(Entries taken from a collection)
▼▼▼
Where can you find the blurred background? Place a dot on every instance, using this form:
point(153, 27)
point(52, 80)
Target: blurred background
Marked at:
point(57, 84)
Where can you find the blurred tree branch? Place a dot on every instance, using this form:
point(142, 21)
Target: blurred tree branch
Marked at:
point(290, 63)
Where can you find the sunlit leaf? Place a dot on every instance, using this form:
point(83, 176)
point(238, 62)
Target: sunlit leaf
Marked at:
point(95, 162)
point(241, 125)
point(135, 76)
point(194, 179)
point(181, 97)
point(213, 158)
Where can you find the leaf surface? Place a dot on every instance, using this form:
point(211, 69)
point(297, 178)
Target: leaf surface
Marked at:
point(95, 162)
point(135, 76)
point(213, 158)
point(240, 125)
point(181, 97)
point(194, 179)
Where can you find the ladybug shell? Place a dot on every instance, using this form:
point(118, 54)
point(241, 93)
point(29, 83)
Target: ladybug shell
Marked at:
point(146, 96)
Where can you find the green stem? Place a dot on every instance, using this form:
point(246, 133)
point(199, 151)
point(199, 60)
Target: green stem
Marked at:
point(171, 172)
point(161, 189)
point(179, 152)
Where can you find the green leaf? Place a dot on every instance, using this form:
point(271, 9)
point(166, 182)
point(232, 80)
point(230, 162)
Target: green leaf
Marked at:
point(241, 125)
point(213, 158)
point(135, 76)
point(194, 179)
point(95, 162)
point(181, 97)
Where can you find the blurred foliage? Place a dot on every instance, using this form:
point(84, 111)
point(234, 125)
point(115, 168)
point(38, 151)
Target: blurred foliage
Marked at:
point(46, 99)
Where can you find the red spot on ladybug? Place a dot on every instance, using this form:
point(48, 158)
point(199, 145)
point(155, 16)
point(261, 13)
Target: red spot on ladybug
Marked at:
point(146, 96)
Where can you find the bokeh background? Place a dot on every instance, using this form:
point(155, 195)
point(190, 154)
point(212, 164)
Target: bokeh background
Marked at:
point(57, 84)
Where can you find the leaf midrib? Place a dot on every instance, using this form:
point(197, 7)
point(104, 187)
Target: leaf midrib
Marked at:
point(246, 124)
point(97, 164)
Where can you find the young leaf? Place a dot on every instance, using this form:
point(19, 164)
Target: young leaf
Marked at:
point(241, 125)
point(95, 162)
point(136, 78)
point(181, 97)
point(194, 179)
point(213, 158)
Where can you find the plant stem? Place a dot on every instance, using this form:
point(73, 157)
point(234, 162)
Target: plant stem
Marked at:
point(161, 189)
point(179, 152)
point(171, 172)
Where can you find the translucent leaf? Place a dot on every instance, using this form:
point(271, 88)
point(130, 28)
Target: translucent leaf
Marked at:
▲▲▲
— The task —
Make an exact copy of every line in the data.

— Result —
Where can you find the blurred background? Place a dot on every instance, using this form:
point(153, 27)
point(52, 80)
Target: blurred background
Marked at:
point(57, 84)
Where can you find the blurred tree branch? Place a dot on every instance, using this form:
point(142, 21)
Target: blurred tree branch
Marked at:
point(290, 63)
Where can you find the sunlit leaf? Place a dot on every instance, using this form:
point(83, 176)
point(238, 62)
Target: sunlit leaf
Marked at:
point(95, 162)
point(241, 125)
point(135, 76)
point(194, 179)
point(181, 97)
point(213, 158)
Where can you find the leaf surface? Place a dot on every instance, using this form:
point(211, 69)
point(297, 178)
Target: leaf surface
Marked at:
point(95, 162)
point(135, 76)
point(213, 158)
point(240, 125)
point(181, 97)
point(194, 179)
Where can you find the ladybug shell? Place a dot on every instance, using this form:
point(118, 54)
point(241, 93)
point(29, 83)
Target: ladybug shell
Marked at:
point(146, 96)
Where can you find the green stem? Place a dot on every instance, using this form:
point(246, 133)
point(199, 151)
point(199, 60)
Target: green stem
Marked at:
point(171, 172)
point(161, 189)
point(179, 152)
Where can you find the green leaf? Place a dot on every instance, using this form:
point(271, 9)
point(166, 182)
point(232, 80)
point(230, 162)
Target: green leaf
Marked at:
point(241, 125)
point(213, 158)
point(135, 76)
point(194, 179)
point(95, 162)
point(181, 97)
Where can you find the blurred foliage? Place a dot on every instance, using this form:
point(84, 111)
point(234, 125)
point(115, 168)
point(38, 151)
Target: blurred foliage
Marked at:
point(46, 99)
Where can you find the red spot on ladybug? Place a dot on every instance, using this form:
point(48, 158)
point(199, 145)
point(155, 16)
point(261, 13)
Target: red spot on ladybug
Marked at:
point(146, 96)
Where can you find the bokeh background? Place a dot on every instance, using this form:
point(155, 195)
point(190, 154)
point(212, 164)
Target: bokeh background
Marked at:
point(57, 84)
Where can you find the leaf midrib? Place a dot on every instance, using this form:
point(197, 7)
point(104, 187)
Target: leaf midrib
Marked at:
point(246, 124)
point(97, 164)
Where can you find the young leaf? Place a dot on every instance, using this form:
point(19, 164)
Target: young leaf
Marked at:
point(241, 125)
point(95, 162)
point(136, 78)
point(181, 97)
point(194, 179)
point(213, 158)
Where can you find the plant stem? Place a dot on every instance, using this form:
point(73, 157)
point(234, 162)
Target: plant stem
Marked at:
point(161, 189)
point(179, 152)
point(171, 172)
Where can you find the translucent leaf? Place a dot on every instance, using this form:
point(271, 88)
point(130, 28)
Target: translucent leaf
Marked at:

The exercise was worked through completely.